Document excerpt:
^^^^

Waterford Whispers News
- Website type: Political satire; Social satire;
- Available in: English
- Owner: Whispers Media Ltd.
- Creator: Colm Williamson
- Editors: Colm Williamson; Gerry McBride; Karl Moylan;
- Website: waterfordwhispersnews.com
- Commercial: Yes (free content, paid advertising)
- Registration: Optional, but registration is required for posting to WWN articles
- Launched: June 2009; 17 years ago
- Current status: Online

= Waterford Whispers News =

Irish satire news website

Waterford Whispers News (WWN) is an Irish satirical news website run by Colm Williamson and based in Tramore, County Waterford, Ireland. The site has been called Ireland's answer to U.S. satirical media company, The Onion, and has been the source of several satirical articles that gained international notability, including: North Korea Lands First Ever Man On The Sun, Confirms Central News Agency, and "Jesus Not Coming Back By The Looks Of It" Admits Vatican.

==History==
The website originated from a Facebook page set up in June 2009 by Tipperary-native Colm Williamson, who became unemployed after moving from Dublin to Tramore in Waterford just before the Irish economic downturn. Williamson chose the name as a reference to the game Chinese whispers.

In 2014, the Irish Times called Waterford Whispers News "Ireland's answer to The Onion".

Since 2014, Waterford Whispers News has published selections of their best stories, plus new material, in an annual year book.

In a 2014 interview with the Irish Independent, Williamson noted how strict Irish libel laws are compared to those in the United States.

In 2015, when discussing the Denis O'Brien article, Williamson noted that unlike physical newspapers, purely online sites have the ability to take down a story when issued with a "cease and desist" notice from a law firm.

In October 2018, Williamson said WWN had three writers (including Williamson), the original IT developer McCabe, and was still based in Tramore.

Since October 2018, WWN has branched out from a solely online format into a tour of live performances in Ireland.

^^^^

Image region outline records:

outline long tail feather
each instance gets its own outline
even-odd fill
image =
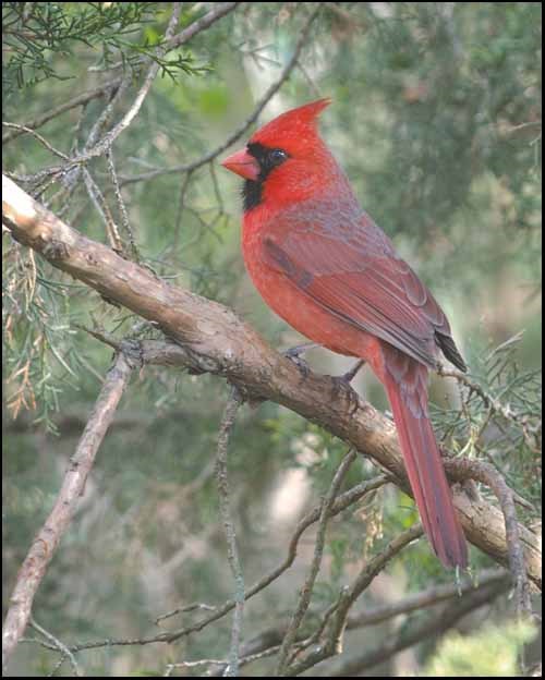
[[[440,561],[446,567],[465,567],[468,546],[427,415],[427,368],[404,359],[403,379],[397,379],[398,366],[395,366],[385,377],[385,387],[414,500]]]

^^^^

Work instructions:
A: Answer these questions using the Waterford Whispers News article:
(i) Where did the website originate?
(ii) Which newspaper called the site "Ireland's answer to The Onion" in 2014?
(iii) How many writers did WWN have in October 2018?
B: Using the Waterford Whispers News article, explain why Williamson picked the site's name.

The responses:
A:
(i) It originated from a Facebook page set up in June 2009.
(ii) The Irish Times.
(iii) Three writers, including Williamson.

B: Williamson chose the name as a reference to the game Chinese whispers.